## Task:
The lines to extract start at the one containing "Shot-chart audit: point to every instance of the concrete" and end with the last line; give them exactly and nothing more.

── Source material ──

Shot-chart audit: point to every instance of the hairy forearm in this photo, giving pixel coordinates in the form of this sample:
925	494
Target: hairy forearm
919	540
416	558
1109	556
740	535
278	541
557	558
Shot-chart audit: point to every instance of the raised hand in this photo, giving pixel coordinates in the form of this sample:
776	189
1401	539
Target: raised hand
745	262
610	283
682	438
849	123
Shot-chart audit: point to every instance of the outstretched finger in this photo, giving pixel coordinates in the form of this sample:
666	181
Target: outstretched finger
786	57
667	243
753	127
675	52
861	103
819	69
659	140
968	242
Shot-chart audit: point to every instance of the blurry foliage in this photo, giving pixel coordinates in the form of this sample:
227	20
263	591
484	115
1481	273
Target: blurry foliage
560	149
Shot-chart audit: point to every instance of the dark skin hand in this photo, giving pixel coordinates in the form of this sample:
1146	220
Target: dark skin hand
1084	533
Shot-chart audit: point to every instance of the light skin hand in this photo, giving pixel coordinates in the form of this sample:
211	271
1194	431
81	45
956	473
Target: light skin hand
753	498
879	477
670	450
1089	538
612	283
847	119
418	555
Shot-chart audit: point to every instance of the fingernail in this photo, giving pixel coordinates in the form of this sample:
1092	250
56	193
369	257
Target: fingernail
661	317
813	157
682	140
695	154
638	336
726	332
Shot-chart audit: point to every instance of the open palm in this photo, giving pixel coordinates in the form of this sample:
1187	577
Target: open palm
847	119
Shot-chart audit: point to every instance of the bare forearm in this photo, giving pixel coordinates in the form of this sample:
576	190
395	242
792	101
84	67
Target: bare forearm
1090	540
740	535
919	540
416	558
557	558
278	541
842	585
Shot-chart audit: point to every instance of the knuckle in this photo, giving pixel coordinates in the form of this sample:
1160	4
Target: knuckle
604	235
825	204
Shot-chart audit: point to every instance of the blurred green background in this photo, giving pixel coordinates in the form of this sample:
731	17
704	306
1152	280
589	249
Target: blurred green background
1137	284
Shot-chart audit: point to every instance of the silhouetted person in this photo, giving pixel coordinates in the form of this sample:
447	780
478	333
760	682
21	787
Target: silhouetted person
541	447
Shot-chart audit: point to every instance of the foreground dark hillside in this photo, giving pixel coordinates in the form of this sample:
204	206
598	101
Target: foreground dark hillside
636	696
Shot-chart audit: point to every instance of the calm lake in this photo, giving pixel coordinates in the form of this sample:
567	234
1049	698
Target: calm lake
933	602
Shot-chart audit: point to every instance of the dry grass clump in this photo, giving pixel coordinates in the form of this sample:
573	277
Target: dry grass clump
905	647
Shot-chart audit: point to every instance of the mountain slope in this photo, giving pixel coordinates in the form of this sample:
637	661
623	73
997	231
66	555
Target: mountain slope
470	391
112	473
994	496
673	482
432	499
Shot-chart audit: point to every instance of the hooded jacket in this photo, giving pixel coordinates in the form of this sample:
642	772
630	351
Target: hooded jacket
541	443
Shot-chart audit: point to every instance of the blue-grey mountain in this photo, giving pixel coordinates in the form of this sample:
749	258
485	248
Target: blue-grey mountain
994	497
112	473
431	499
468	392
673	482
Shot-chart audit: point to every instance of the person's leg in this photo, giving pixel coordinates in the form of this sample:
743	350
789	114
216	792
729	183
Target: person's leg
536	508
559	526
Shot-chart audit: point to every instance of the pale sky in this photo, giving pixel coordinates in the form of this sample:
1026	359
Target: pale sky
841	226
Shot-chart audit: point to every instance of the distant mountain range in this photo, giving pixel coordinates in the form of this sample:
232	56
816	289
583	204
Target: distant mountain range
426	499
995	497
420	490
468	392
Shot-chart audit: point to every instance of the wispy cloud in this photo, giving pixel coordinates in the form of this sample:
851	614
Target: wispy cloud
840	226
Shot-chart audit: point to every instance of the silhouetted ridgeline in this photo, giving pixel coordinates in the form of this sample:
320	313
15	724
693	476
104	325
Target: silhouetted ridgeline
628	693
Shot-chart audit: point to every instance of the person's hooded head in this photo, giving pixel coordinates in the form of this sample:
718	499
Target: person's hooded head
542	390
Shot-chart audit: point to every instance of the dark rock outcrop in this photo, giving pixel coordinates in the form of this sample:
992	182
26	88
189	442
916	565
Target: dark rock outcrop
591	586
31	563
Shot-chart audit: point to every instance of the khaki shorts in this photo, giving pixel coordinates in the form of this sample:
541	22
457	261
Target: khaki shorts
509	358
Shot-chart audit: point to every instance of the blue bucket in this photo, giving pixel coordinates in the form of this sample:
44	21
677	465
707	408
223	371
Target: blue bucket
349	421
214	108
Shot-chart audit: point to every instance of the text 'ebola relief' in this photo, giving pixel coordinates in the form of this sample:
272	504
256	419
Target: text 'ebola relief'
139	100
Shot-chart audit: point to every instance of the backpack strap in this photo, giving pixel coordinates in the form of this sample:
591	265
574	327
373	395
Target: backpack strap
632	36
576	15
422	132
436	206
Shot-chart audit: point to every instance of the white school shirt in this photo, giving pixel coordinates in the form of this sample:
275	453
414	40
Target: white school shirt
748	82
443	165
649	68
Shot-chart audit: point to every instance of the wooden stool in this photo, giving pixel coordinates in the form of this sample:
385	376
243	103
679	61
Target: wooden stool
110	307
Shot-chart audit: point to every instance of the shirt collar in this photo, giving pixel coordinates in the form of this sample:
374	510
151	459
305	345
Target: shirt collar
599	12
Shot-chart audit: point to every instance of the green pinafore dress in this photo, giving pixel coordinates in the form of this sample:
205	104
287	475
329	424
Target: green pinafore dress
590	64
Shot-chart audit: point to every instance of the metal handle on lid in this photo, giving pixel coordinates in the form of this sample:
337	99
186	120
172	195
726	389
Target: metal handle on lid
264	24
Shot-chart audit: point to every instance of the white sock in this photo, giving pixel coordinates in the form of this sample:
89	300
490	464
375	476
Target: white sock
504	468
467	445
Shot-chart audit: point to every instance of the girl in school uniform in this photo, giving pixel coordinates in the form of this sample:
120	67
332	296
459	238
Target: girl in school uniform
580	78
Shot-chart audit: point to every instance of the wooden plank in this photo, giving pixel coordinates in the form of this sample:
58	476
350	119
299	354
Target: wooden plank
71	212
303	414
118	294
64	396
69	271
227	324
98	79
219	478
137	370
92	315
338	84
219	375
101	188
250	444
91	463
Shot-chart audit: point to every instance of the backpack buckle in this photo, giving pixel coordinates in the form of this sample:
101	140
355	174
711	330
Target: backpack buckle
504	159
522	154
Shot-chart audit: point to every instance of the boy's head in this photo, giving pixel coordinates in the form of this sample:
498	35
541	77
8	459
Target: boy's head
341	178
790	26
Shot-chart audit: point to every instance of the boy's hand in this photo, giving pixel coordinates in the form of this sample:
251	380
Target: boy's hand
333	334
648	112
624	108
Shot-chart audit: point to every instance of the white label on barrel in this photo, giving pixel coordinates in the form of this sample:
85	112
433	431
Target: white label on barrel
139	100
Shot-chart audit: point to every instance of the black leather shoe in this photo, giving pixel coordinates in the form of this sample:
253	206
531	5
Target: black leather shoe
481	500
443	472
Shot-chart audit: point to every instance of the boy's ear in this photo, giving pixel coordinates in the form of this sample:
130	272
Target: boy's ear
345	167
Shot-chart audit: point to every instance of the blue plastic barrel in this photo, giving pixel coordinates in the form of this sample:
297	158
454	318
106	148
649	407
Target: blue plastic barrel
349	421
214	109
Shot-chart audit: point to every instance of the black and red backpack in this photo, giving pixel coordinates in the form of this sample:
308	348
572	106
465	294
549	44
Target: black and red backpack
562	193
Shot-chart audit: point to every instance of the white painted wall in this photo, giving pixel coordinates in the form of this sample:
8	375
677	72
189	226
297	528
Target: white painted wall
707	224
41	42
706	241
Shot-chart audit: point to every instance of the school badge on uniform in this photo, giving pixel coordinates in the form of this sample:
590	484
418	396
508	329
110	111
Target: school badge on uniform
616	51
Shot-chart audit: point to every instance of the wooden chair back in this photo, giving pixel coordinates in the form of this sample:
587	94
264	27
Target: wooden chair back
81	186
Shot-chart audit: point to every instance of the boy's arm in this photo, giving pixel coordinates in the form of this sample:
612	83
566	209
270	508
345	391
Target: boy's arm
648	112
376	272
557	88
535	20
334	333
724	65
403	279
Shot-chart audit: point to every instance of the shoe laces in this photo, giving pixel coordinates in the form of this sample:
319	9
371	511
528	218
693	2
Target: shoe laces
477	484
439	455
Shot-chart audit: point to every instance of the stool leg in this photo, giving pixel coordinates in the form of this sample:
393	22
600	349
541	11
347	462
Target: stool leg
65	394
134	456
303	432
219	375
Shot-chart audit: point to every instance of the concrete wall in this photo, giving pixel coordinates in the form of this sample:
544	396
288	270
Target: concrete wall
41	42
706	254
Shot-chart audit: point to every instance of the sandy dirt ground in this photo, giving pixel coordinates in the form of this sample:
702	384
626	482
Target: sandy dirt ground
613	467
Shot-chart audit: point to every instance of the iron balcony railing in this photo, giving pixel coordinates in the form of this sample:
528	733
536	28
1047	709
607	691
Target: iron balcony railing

───

## The response:
Shot-chart audit: point to every instance of the concrete wall in this photo, giving pixel coordinates in the form of this sample:
544	396
288	270
Target: concrete wall
41	42
706	254
Shot-chart audit: point to every instance of the sandy dirt ground in this photo, giving pixel coordinates in the form of this sample:
702	384
626	482
Target: sandy dirt ground
613	467
Shot-chart audit: point to every instance of the iron balcony railing in this photo, giving pixel coordinates in the form of this sample:
528	733
536	28
1047	709
607	691
Target: iron balcony railing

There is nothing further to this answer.